Audrey-Anne Veillette: un bon exemple de persévérance
Lorsque j’étais petit, il y avait une série de livres pour enfants qui s’appelait L’une des belles histoires vraies dans laquelle on mettait de l’avant un trait de caractère d’une personnalité. Par exemple, Un bon exemple de courage, Jackie Robinson raconté aux enfants. Ou un bon exemple de ténacité pour parler de Maurice Richard. Si la série existait encore, on pourrait facilement en faire un qui s’intitule: Un bon exemple de persévérance, l’histoire d’Audrey-Anne Veillette.
Alors qu’elle venait de connaître une saison extraordinaire dans les rangs universitaires avec les Carabins de Montréal, établissant un record d’équipe pour le nombre de buts marqués en une saison et étant choisi la joueuse la plus utile à son équipe, Audrey-Anne signe un contrat avec la Force de Montréal, l’équipe professionnelle de hockey féminin de la grande région métropolitaine dans la Premier Hockey Federation (PHF). Toutefois, un mois plus tard, à la fin du mois de juin 2023, le propriétaire des Dodgers Mark Walter achète et dissout la PHF, afin de fonder une toute nouvelle ligue, la Ligue professionnelle de hockey féminin (LPHF). Tous les contrats signés dans la PHF sont donc annulés, incluant bien évidemment celui de Veillette.

Enregistrements d'annotation
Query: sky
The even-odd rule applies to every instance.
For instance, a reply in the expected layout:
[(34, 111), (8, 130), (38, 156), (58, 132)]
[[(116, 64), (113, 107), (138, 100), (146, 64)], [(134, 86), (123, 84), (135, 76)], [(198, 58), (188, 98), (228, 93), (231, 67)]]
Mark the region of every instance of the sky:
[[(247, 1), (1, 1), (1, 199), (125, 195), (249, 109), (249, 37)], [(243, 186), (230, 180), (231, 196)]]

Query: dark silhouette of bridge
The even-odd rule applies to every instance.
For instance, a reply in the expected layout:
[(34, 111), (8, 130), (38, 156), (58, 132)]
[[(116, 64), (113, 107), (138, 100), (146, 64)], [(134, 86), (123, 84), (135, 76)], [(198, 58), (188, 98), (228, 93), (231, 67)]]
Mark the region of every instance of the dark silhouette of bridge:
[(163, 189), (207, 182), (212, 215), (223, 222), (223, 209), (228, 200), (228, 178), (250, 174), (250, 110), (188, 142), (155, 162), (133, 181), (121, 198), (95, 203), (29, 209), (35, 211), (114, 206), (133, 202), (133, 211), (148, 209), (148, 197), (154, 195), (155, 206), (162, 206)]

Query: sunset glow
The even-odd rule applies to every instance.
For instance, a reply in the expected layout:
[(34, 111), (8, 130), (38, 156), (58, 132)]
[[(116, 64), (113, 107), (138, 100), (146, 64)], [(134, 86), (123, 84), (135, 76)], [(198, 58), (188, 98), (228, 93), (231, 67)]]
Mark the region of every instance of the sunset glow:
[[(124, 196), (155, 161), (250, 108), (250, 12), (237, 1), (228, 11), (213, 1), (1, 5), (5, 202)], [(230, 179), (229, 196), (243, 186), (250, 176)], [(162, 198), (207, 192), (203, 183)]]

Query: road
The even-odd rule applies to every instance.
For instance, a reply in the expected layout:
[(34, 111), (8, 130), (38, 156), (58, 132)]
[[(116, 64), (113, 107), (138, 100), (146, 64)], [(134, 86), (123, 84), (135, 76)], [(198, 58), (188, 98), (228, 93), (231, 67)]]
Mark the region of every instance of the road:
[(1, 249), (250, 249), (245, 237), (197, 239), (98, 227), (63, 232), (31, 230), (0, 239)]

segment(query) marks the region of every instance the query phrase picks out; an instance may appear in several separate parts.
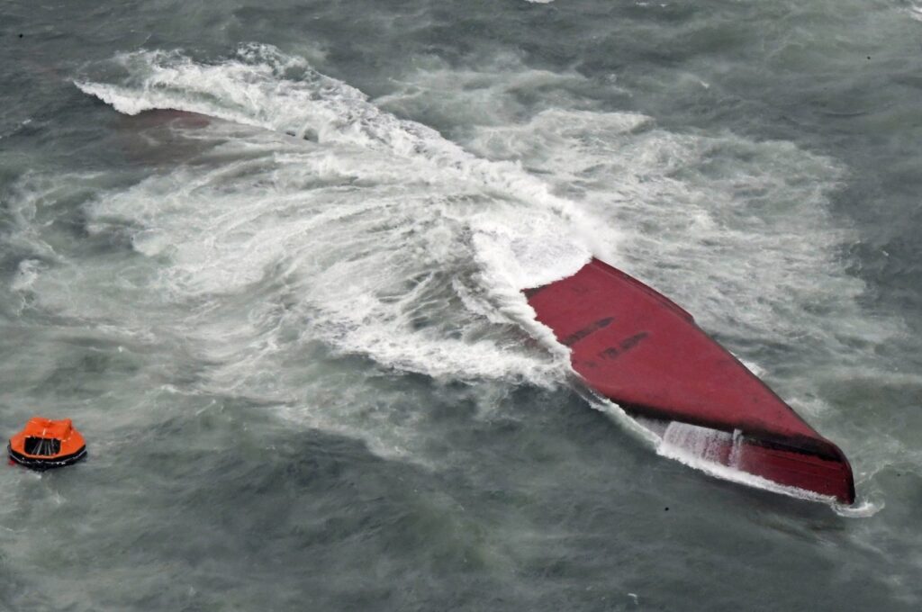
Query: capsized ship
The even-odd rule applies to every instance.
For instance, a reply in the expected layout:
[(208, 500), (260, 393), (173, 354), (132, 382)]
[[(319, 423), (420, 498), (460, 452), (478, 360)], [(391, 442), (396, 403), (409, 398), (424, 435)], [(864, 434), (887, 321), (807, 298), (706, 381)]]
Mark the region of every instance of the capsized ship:
[(842, 451), (665, 296), (597, 259), (525, 294), (586, 384), (660, 438), (707, 432), (699, 459), (855, 501)]

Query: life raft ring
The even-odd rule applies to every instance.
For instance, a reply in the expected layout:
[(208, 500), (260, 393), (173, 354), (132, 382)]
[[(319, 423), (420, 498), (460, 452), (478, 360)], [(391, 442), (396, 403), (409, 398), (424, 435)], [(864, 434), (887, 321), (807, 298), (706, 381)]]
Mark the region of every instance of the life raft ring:
[(72, 465), (87, 456), (87, 444), (69, 418), (35, 417), (9, 439), (9, 458), (34, 470)]

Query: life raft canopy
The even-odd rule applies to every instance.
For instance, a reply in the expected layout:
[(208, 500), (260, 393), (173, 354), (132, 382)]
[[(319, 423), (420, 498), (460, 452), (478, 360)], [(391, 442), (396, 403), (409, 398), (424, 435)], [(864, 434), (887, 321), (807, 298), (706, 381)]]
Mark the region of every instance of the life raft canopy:
[(71, 465), (87, 456), (87, 444), (69, 418), (34, 417), (9, 440), (9, 458), (26, 467), (46, 470)]

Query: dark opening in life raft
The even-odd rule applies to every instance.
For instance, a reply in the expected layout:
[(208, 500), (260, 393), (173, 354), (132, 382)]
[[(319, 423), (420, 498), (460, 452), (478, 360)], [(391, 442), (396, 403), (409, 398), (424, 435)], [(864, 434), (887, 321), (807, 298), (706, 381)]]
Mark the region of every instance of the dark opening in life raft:
[(34, 417), (9, 439), (9, 458), (34, 470), (71, 465), (87, 456), (87, 444), (69, 418)]

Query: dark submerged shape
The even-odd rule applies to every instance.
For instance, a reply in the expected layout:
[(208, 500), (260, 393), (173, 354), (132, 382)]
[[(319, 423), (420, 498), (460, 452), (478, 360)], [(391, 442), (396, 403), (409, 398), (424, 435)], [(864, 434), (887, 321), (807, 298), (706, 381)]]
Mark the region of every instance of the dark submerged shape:
[(854, 502), (842, 451), (663, 295), (597, 259), (525, 293), (585, 382), (661, 436), (672, 422), (726, 432), (706, 459)]

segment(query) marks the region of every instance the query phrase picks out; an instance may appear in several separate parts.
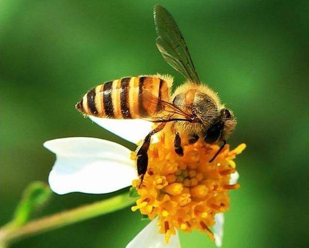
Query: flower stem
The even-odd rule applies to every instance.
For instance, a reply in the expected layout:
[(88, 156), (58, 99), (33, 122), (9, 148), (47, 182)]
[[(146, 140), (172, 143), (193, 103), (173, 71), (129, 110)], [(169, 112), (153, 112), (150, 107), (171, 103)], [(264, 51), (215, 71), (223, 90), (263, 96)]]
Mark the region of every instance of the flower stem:
[(130, 198), (129, 193), (119, 195), (49, 216), (34, 219), (20, 227), (7, 224), (0, 229), (0, 248), (6, 247), (17, 239), (59, 228), (124, 208), (133, 204), (136, 198)]

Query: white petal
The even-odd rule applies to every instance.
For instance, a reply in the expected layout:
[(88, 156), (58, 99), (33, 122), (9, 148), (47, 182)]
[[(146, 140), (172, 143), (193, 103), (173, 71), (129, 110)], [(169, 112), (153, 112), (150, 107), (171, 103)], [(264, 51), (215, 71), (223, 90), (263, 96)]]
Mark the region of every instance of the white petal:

> **EXERCICES**:
**A)** Dans le texte sur Audrey-Anne Veillette, remplacez « joueuse » par « athlète », puis recopiez le passage allant de « Alors qu’elle venait » jusqu'à « celui de Veillette. » inclusivement.
**B)** Poursuivez le texte sur Audrey-Anne Veillette au-delà de sa dernière phrase.

> **CORRIGÉ DES EXERCICES**:
**A)**
Alors qu’elle venait de connaître une saison extraordinaire dans les rangs universitaires avec les Carabins de Montréal, établissant un record d’équipe pour le nombre de buts marqués en une saison et étant choisi la athlète la plus utile à son équipe, Audrey-Anne signe un contrat avec la Force de Montréal, l’équipe professionnelle de hockey féminin de la grande région métropolitaine dans la Premier Hockey Federation (PHF). Toutefois, un mois plus tard, à la fin du mois de juin 2023, le propriétaire des Dodgers Mark Walter achète et dissout la PHF, afin de fonder une toute nouvelle ligue, la Ligue professionnelle de hockey féminin (LPHF). Tous les contrats signés dans la PHF sont donc annulés, incluant bien évidemment celui de Veillette.

**B)**
Comme quoi un malheur n’arrive jamais seul, quelques semaines plus tard, elle se blesse à un genou, blessure qui lui fera manquer au final plus d’un an d’activités.
Toutefois, en septembre 2023, la LPHF présente son tout premier repêchage et Ottawa repêche Audrey-Anne avec l’avant-dernier choix, le 89e au total. L’équipe connaît l’état de santé d’Audrey-Anne, mais décide de la repêcher quand même. Mais au camp d’entraînement deux mois plus tard, étant donné qu’elle ne pouvait toujours pas jouer, l’équipe décide de la libérer. Aucune autre formation ne la repêche étant donné sa blessure, anéantissant les plans d’Audrey-Anne de jouer chez les professionnels pour la saison 2024.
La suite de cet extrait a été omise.